━━ Data listing ━━

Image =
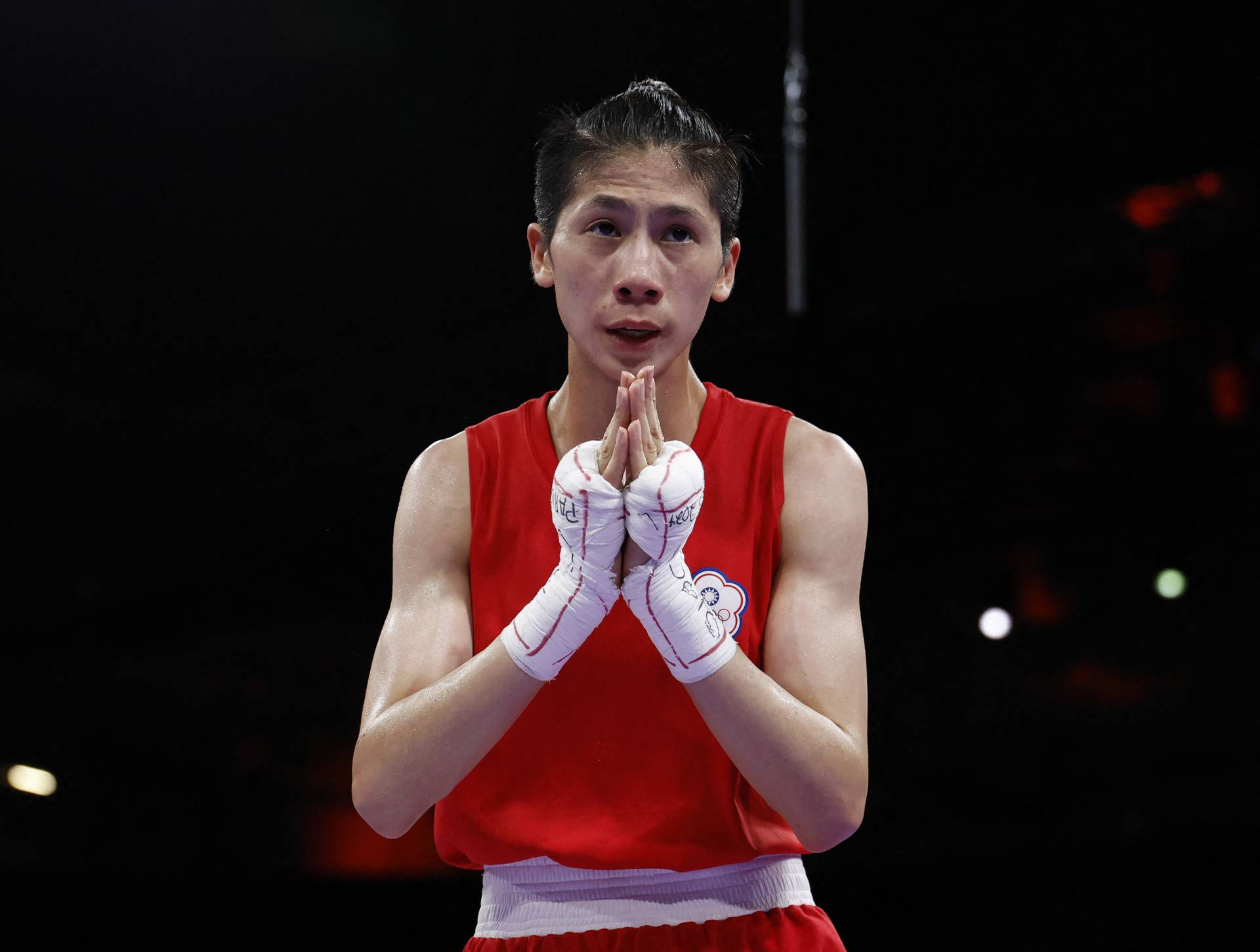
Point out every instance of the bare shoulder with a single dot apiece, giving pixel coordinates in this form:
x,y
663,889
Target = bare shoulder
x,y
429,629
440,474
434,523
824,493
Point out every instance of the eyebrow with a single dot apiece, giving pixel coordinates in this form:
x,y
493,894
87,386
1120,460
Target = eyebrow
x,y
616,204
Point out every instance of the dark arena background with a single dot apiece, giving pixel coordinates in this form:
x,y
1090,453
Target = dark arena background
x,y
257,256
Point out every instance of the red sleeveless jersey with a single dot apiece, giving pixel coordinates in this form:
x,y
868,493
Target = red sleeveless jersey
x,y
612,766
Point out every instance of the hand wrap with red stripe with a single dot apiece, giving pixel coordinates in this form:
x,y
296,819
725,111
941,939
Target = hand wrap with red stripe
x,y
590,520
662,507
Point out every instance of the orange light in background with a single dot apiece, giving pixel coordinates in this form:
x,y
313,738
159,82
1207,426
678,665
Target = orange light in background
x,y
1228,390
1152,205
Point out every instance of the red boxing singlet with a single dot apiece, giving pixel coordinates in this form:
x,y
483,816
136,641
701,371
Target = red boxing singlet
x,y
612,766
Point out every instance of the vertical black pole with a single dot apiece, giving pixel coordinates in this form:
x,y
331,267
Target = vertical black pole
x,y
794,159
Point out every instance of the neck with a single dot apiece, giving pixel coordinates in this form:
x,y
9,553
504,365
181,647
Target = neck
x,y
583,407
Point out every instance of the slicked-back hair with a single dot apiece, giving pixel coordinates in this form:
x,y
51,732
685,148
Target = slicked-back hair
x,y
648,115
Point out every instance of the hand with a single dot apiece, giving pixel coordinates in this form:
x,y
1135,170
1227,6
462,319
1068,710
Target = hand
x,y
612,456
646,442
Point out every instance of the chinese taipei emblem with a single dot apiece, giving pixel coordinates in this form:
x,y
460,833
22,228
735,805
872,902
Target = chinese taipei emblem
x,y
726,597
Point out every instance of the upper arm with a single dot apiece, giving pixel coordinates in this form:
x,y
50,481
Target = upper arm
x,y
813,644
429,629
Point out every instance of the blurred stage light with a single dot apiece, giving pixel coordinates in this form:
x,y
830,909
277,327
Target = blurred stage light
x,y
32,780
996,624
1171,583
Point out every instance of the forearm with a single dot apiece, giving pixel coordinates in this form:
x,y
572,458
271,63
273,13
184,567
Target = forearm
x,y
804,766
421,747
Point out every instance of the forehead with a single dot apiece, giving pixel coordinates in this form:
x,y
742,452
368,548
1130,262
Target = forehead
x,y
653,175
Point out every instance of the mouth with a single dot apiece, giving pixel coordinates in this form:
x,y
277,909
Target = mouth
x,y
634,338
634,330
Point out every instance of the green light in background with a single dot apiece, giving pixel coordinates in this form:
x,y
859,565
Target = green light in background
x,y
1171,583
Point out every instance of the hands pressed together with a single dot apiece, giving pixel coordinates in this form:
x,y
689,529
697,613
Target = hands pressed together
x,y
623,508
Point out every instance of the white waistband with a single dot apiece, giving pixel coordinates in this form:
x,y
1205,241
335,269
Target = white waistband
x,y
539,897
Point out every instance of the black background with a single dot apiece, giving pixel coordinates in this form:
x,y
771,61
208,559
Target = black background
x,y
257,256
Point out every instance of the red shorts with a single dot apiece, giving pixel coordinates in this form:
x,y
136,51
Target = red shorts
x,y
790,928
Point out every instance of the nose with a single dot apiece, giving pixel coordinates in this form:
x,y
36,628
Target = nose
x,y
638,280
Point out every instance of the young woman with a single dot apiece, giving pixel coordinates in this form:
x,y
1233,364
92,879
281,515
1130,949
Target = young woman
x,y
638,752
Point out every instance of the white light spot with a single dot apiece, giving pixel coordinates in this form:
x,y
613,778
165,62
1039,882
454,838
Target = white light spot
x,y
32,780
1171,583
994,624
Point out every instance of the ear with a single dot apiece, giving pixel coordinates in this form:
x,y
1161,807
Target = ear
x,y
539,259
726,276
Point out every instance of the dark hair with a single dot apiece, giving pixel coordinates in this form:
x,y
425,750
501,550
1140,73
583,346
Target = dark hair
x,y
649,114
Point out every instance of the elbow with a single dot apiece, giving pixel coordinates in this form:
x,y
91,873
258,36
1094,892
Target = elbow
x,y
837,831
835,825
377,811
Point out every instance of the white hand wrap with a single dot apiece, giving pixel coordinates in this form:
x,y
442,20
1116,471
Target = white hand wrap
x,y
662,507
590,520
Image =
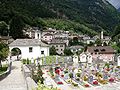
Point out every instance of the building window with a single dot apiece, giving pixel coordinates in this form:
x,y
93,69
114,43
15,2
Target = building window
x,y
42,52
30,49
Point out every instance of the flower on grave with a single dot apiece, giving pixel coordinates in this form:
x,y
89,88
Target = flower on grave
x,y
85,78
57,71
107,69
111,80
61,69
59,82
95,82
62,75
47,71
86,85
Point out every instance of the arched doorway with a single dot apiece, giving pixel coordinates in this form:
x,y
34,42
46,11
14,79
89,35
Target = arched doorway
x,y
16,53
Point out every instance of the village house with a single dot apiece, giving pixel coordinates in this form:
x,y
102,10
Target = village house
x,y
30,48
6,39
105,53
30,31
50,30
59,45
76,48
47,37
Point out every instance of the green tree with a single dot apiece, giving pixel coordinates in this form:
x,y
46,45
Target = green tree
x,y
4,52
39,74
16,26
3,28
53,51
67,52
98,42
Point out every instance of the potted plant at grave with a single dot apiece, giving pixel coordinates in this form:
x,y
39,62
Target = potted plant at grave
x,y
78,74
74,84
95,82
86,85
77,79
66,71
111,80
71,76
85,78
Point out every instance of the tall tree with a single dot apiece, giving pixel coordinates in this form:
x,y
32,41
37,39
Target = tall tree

━━━

▶ _Stated problem_: Leave out the pictures and transcribe the entries above exactly.

▶ _Exercise solution_:
Image =
Point out every instance of the bare shoulder with a single dot apiece, giving pixel coordinates in this form:
x,y
663,889
Target = bare shoulder
x,y
429,629
440,474
434,523
824,493
Point out every instance of the eyebrow with a single dot apiece, giving pixel coordinates in this form:
x,y
493,894
87,386
1120,460
Target = eyebrow
x,y
616,204
Point out every instance of the dark arena background with a single dot apiece, giving pixel coordinates in this form:
x,y
1090,453
Target = dark arena background
x,y
257,256
Point out every instance of the red sleeveless jersey with a single dot apiece, giving pixel coordinates in this form:
x,y
868,493
Target = red sleeveless jersey
x,y
612,766
Point out every instance of the hand wrap with red stripe with a single dot apiece, giving pixel coordinates in this form:
x,y
296,819
725,111
941,939
Target = hand wrap with red stripe
x,y
590,520
662,507
Point out every instance of the orange light in background with a single dot apiece, giving pixel coordinates in this form:
x,y
313,738
159,82
1207,426
678,665
Target = orange light in background
x,y
1228,390
1152,205
Point out every instance of the red boxing singlet with a single dot apiece, giving pixel coordinates in this form:
x,y
483,816
136,641
701,371
Target = red boxing singlet
x,y
612,766
Point out every instance of the vertical black pole with a single dot apiece, giving pixel coordinates in this form:
x,y
331,267
Target = vertical black pole
x,y
794,159
Point out every instance of the neck with a single dot apiece, giving pixel coordinates in this form:
x,y
9,553
504,365
181,647
Target = neck
x,y
583,407
Point out every instance of the slicked-back hair with a single dot apiece, giving pixel coordinates in this form:
x,y
51,732
685,148
Target = slicked-back hair
x,y
648,115
Point out every instance of the hand with a single dot apiece, giving pixel coordinates in this form:
x,y
1135,170
1227,6
462,319
1068,710
Target = hand
x,y
612,456
646,442
Point out every instance of the chinese taipei emblem with a single dot apiece, giving pixel coordinates in this form:
x,y
460,833
22,228
735,805
872,902
Target = chinese taipei emblem
x,y
726,597
Point out every instance of the upper arm with a single dot apiece, giving pixel coordinates in this form:
x,y
50,481
Target = upper arm
x,y
813,644
429,629
Point out every instance of the blurred stage light with a single dot apiece, giving pixel coordinates in this form:
x,y
830,909
277,327
Target = blurred stage light
x,y
32,780
996,624
1171,583
Point out every instance of the forearm with a single dot apiece, giving pixel coordinates in this form:
x,y
572,458
271,63
273,13
184,567
Target = forearm
x,y
804,766
421,747
Point out every instance of the forehead with a single dot apiece, giving pixel coordinates in this form:
x,y
742,452
368,548
1130,262
Target = forehead
x,y
653,175
Point out every instance of the mouth with a single dot apiece, giving pixel coordinates in this form:
x,y
277,909
Target = mouth
x,y
634,338
634,330
Point out every instance of the green light in background with a single dot apiece, giving pixel coordinates in this form:
x,y
859,565
Target = green light in background
x,y
1171,583
Point out every instance of the hands pressed together with a single dot apiece, giving pixel coordinates in this form:
x,y
689,529
697,613
Target = hands pressed together
x,y
623,508
Point out every instance of the white waistband with a single dot apiece, giving pixel coordinates in this form:
x,y
1205,241
335,269
Target = white waistband
x,y
539,897
Point out every instance of the black background with a single dot apiece, giving pixel coordinates in this form:
x,y
771,61
208,559
Target = black background
x,y
257,256
Point out every instance of the red shorts with a single dot apiece, giving pixel coordinates in this form:
x,y
136,51
Target = red shorts
x,y
790,928
Point out every instance of the nose with a single dot apiece, giving pixel coordinates in this form:
x,y
36,628
Target = nose
x,y
638,280
Point out every instance of the young woman with a single dot apiece, giving pixel coordinates in this form:
x,y
1233,364
92,879
281,515
1130,949
Target = young woman
x,y
638,752
Point out every instance of the white light spot with a single dot apiece, giving pixel coordinates in this form:
x,y
613,778
165,62
1039,882
454,838
Target = white light spot
x,y
32,780
1171,583
994,624
Point out every instance of the ear with a single dot apiece, giving pixel coordinates in this form:
x,y
1161,807
Target = ear
x,y
539,259
726,276
Point out every instance of the dark hair with a single dot apiece, giving pixel coordinates in this form:
x,y
425,750
501,550
1140,73
583,346
Target = dark hair
x,y
649,114
Point out every instance of the elbow with a single dot apiece, giving pixel coordinates in this form:
x,y
91,873
258,36
1094,892
Target = elbow
x,y
837,831
835,825
377,811
Point out every instance of the white hand wrap with a single dot apiece, giving pixel coordinates in this form:
x,y
442,20
1116,471
Target = white hand wrap
x,y
662,507
590,520
Image =
Point out every instance of the building window with a single dot apiece, giving pixel coordinates in this form:
x,y
93,69
114,43
15,2
Target = building window
x,y
42,52
30,49
Point out every instance of the flower on grave with a single dot apiece, giving pixel coordinates in this form:
x,y
89,88
Target = flower on grave
x,y
85,78
57,71
107,69
111,80
61,69
59,82
95,82
62,75
47,71
86,85
Point out every instance of the arched doorway with a single dot apiece, giving pixel coordinates in this form:
x,y
34,42
46,11
14,79
89,35
Target = arched doorway
x,y
16,53
Point out every instance of the village house with a single dot apiece, giving pixel coordinates in this form:
x,y
102,10
Target = village house
x,y
30,48
6,39
105,53
30,31
50,30
59,45
76,48
47,37
Point out every instance of the green tree with a single dot apiece, giving pixel coordinates in this form:
x,y
46,45
Target = green tree
x,y
4,52
39,74
16,26
3,28
53,51
67,52
98,42
Point out every instance of the potted plant at grave with a single dot apiece, giving pixel coordinates in this form:
x,y
39,62
Target = potted plant at grave
x,y
78,74
74,84
95,82
86,85
77,79
66,71
111,80
71,76
85,78
Point out every instance of the tall tree with a single dot apiece, giving pixel coordinates in this form:
x,y
32,41
37,39
Target = tall tree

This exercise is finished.